## Data provided
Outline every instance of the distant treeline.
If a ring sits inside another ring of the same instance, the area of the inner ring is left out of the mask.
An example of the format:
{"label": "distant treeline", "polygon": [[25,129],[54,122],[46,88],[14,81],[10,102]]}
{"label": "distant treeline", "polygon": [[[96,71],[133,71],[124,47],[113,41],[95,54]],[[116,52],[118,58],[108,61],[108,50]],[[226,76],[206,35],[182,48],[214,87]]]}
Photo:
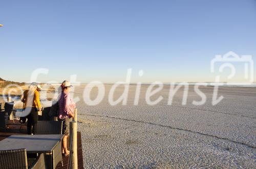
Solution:
{"label": "distant treeline", "polygon": [[11,81],[6,81],[5,83],[0,84],[0,88],[5,88],[9,84],[17,84],[18,86],[23,86],[25,84],[25,82],[15,82]]}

## Task description
Reproduce all the records above verbatim, leaving out the pictures.

## Complete output
Outline every instance of the distant treeline.
If a ring sits inside another ring of the same instance, the area of the inner ring is left out of the mask.
An example of the format:
{"label": "distant treeline", "polygon": [[25,129],[54,122],[46,88],[14,81],[10,102]]}
{"label": "distant treeline", "polygon": [[[96,71],[133,71],[124,47],[113,41],[95,54]],[[116,52],[118,58],[108,61],[108,50]],[[226,76],[206,35],[182,48],[214,87]]]}
Photo:
Solution:
{"label": "distant treeline", "polygon": [[11,81],[6,81],[5,83],[0,84],[0,88],[5,88],[9,84],[17,84],[18,86],[23,86],[25,84],[25,82],[15,82]]}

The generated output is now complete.